=== Extracted data ===
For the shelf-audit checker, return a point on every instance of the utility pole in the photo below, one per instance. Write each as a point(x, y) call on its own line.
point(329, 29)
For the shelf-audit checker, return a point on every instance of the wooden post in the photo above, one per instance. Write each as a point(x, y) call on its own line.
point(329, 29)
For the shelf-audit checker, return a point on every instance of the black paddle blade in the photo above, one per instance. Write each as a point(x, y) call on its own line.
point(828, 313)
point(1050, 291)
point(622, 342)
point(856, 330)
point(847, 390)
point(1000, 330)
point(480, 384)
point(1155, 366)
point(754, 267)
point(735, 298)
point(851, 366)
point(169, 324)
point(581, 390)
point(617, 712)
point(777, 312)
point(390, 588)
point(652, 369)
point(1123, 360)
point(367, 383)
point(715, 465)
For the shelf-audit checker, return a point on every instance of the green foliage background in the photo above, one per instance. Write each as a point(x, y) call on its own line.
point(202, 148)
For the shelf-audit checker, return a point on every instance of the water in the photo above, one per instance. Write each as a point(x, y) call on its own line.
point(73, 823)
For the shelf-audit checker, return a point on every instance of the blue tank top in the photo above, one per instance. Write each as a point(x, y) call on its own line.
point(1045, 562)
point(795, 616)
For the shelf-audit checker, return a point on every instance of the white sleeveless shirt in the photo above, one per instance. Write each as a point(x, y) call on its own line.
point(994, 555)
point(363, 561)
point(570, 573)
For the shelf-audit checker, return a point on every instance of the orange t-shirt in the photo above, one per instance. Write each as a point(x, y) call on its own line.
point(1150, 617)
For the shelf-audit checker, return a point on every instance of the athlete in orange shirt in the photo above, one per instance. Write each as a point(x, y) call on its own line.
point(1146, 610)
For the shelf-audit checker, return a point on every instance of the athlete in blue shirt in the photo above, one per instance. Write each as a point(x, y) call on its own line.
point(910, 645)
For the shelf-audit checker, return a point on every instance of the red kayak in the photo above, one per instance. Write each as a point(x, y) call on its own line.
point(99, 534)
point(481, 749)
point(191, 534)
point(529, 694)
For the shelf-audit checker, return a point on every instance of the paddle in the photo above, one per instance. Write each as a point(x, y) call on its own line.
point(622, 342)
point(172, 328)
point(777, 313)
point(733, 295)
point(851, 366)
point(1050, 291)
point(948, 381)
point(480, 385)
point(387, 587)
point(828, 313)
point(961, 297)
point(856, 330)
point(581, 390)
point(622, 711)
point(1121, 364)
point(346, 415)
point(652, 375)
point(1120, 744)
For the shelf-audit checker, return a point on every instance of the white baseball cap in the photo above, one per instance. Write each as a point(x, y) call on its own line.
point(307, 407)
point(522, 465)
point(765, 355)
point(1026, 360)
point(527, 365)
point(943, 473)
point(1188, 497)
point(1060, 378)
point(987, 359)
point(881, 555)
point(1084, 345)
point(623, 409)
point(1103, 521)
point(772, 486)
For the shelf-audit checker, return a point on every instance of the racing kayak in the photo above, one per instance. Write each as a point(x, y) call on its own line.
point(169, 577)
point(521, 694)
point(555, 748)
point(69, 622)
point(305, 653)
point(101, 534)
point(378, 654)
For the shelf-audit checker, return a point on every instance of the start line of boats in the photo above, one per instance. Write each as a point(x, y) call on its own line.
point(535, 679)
===
Copy out the stretch from the line containing "of the paddle" through the end of the material, swapping "racing kayak" for "racing canoe" and keeping everything else the same.

== The response ==
For the shelf-audit checker, return a point on every instance of the paddle in the photo above, one per instance. Write each as a point(x, y) call on its own line.
point(622, 342)
point(172, 328)
point(777, 313)
point(733, 295)
point(851, 366)
point(1050, 291)
point(948, 381)
point(480, 385)
point(387, 587)
point(828, 313)
point(961, 297)
point(856, 330)
point(581, 390)
point(622, 711)
point(1121, 364)
point(346, 415)
point(652, 375)
point(1120, 744)
For the shelf-audit checker, return a point on every instance of the white baseball cap in the photo above, one per instance. Write each as a point(x, y) call on its own line.
point(307, 407)
point(522, 465)
point(765, 355)
point(1026, 360)
point(527, 365)
point(943, 473)
point(1188, 497)
point(1060, 378)
point(987, 359)
point(881, 555)
point(1084, 345)
point(623, 409)
point(1103, 521)
point(772, 486)
For the shelf-audit checker, return a point on every instance of the racing canoe in the photo above, one per instance. Write each as a point(x, y) call on its own line.
point(169, 577)
point(521, 694)
point(555, 748)
point(69, 622)
point(305, 653)
point(101, 534)
point(378, 654)
For the shelf-audit checker, return a point on every instance of the start line of boats in the photo above, one per instance. Write each as a point(x, y) call on its own line.
point(535, 679)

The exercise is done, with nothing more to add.